::: Extract to read

# blue bird manifold and egr



## seRpwr (Jul 30, 2002)

wandering how many of you are actually running your egr tube to your blue bird manifold? I am trying to stay as clean as possible. let me know whats involved (obviously drilling, taping, ect)


----------



## Chuck (Nov 19, 2003)

well.. does the bluebird SR20 have the egr feature?.. if so, then the bluebird egr tube should bolt right up.. litterally

otherwise, you will have to tap into your DOWNPIPE, not manifold, then through the downpipe, you can either weld on a pipe, or make an extention to reach your egr.


----------



## seRpwr (Jul 30, 2002)

no thats why im asking.. I am wondering if anyone has connected their egr tube from a usdm sr20 to a jdm blue bird turbo exhaust manifold?

::::::
::: Data

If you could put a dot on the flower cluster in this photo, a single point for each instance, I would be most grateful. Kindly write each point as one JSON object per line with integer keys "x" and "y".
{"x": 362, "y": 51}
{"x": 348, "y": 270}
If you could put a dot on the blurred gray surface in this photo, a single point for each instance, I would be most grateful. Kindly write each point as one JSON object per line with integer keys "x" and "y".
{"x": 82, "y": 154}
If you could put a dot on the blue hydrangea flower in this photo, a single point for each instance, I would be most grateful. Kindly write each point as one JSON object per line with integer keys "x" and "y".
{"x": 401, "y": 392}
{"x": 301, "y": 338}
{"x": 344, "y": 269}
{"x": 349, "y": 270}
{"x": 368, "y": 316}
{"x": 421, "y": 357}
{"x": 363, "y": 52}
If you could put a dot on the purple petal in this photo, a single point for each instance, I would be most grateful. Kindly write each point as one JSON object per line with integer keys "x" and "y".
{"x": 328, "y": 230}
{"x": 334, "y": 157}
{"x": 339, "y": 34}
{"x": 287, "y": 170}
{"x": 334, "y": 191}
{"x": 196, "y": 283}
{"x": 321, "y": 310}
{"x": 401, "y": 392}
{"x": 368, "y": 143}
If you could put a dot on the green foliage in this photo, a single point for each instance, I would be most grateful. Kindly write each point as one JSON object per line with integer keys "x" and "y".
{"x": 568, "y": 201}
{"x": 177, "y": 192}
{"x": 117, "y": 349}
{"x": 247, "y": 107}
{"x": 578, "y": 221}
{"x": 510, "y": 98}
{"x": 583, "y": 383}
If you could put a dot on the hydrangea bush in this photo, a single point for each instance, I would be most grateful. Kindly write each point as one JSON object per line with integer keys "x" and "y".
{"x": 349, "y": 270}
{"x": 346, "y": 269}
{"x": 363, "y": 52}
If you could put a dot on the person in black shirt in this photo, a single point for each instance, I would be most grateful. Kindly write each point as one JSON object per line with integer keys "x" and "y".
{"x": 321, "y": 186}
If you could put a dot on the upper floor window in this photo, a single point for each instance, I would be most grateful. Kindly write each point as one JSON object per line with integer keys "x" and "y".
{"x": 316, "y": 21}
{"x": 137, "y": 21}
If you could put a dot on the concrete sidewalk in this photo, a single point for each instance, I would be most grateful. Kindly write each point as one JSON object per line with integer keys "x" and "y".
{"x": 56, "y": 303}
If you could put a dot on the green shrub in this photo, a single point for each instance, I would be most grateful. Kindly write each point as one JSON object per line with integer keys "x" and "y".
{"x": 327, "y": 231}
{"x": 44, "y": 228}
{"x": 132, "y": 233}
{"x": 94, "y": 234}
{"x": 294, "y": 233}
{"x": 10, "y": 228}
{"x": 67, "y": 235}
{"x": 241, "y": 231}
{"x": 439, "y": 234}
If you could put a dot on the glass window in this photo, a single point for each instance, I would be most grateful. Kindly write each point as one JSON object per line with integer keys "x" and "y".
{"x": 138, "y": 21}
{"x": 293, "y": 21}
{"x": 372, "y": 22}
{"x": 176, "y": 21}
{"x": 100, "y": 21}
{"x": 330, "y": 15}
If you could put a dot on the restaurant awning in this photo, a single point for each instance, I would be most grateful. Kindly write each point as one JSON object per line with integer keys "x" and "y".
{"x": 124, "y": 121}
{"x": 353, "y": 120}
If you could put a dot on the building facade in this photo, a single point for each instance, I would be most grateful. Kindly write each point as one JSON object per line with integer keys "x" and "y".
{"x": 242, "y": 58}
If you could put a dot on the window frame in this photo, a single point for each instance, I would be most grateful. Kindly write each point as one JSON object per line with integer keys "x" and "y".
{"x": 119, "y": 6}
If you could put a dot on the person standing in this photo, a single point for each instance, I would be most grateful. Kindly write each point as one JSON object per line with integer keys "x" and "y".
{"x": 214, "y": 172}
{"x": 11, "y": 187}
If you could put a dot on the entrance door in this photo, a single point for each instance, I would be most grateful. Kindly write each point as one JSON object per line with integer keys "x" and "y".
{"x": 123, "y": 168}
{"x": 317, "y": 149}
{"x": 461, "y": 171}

::::::

Work to do –
1. Please reproduce the Bluebird manifold thread between "well.. does the" and "turbo exhaust manifold?", inclusive, word for word.
2. Continue the Bluebird manifold thread from its last post onward.
The rows are separate material and not part of the Bluebird manifold thread.

Outputs in order –
1.
well.. does the bluebird SR20 have the egr feature?.. if so, then the bluebird egr tube should bolt right up.. litterally

otherwise, you will have to tap into your DOWNPIPE, not manifold, then through the downpipe, you can either weld on a pipe, or make an extention to reach your egr.


----------



## seRpwr (Jul 30, 2002)

no thats why im asking.. I am wondering if anyone has connected their egr tube from a usdm sr20 to a jdm blue bird turbo exhaust manifold?

2.
----------



## seRpwr (Jul 30, 2002)

hmm.. well has anyone tapped into their down pipe


----------



## Chuck (Nov 19, 2003)

sorry i cant help you as far as that is concerned.. im a GA16... but.. im assuming if you weld on a EGR fitting(the screw in nut thing) then you can thread your egr onto it..


----------



## se-r-57 (May 1, 2002)

Everyone I know just dosn't run the EGR. With the BB swap the car probably won't pass emissions anyway.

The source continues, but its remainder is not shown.